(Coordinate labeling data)
::::::::
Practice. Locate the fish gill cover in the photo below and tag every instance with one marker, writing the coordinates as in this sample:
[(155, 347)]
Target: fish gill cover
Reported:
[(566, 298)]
::::::::
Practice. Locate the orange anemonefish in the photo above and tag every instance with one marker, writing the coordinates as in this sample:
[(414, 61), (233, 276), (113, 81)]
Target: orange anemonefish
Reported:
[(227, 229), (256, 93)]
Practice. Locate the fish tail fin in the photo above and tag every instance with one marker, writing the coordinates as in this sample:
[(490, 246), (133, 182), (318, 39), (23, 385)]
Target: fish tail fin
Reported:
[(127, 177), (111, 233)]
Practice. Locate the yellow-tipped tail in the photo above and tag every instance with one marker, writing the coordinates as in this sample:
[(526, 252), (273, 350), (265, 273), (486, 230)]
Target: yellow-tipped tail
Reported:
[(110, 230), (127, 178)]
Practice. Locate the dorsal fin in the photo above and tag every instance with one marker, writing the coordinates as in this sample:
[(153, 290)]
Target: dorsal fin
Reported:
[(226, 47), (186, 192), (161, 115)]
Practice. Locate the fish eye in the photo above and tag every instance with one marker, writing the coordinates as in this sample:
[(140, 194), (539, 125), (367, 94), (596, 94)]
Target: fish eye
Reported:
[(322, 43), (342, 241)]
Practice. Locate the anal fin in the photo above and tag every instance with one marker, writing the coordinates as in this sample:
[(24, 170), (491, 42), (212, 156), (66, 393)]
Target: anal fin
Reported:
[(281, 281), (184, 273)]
::::::::
-- WHAT NEEDS TO BE DONE --
Change "gill cover" to "operculum" in the lines from the line with "Practice. Locate the fish gill" up to and including the line with "[(566, 298)]". Give back only those lines, with nothing else altered.

-- ANSWER TO THIS TASK --
Practice. Locate the fish operculum in the photo below and tag every instance with one marker, writing the coordinates as in this sample:
[(155, 347)]
Target: fish operculum
Reported:
[(566, 298)]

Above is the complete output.